Assignment:
The answer must consist of each line of the records below that contains the string "shirt".

Input for this task:
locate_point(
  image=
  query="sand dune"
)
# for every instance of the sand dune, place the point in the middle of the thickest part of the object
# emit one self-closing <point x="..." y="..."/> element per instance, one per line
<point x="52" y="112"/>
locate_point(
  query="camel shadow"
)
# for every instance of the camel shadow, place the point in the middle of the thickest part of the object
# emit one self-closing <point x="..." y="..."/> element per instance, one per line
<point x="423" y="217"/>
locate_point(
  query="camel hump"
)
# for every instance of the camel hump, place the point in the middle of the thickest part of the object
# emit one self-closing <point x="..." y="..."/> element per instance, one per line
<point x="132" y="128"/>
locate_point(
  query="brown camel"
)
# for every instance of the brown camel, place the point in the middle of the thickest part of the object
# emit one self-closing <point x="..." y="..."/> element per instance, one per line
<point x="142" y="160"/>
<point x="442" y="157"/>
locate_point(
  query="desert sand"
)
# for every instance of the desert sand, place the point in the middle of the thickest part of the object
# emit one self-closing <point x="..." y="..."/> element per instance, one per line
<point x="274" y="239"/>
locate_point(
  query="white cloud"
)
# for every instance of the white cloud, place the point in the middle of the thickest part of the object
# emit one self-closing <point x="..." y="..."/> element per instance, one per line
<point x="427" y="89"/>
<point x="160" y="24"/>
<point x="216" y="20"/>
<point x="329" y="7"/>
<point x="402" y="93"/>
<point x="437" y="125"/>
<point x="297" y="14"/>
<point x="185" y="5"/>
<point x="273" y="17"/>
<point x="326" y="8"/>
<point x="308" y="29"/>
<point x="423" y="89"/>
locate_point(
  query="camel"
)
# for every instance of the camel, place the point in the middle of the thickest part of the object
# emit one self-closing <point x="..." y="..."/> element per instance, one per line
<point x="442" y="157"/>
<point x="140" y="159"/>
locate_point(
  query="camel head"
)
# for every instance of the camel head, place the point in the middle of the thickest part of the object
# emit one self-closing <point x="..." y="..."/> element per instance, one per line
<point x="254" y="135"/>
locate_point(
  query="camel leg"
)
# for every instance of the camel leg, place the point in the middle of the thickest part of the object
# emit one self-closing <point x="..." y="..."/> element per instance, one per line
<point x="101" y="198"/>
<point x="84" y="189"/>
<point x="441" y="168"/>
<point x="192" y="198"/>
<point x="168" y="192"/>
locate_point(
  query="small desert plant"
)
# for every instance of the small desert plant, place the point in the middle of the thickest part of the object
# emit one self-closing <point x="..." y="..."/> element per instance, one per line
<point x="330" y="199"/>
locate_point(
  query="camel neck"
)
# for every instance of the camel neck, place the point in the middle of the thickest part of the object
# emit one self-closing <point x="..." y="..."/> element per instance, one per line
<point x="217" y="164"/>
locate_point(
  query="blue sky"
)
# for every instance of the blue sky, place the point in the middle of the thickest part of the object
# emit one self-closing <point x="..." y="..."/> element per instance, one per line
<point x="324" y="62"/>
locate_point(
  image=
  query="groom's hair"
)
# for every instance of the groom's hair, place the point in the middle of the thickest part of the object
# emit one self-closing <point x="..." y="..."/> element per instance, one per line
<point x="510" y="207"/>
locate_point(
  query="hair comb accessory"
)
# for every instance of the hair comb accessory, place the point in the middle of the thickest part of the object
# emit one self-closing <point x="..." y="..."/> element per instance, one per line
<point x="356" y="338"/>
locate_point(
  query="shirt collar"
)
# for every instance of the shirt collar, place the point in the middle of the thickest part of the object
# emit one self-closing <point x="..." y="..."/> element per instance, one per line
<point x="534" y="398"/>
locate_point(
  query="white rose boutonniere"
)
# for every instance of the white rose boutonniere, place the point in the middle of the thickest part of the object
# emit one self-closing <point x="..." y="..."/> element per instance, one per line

Response:
  query="shirt collar"
# for every instance of the shirt collar, place the point in the middle of the thickest part of the object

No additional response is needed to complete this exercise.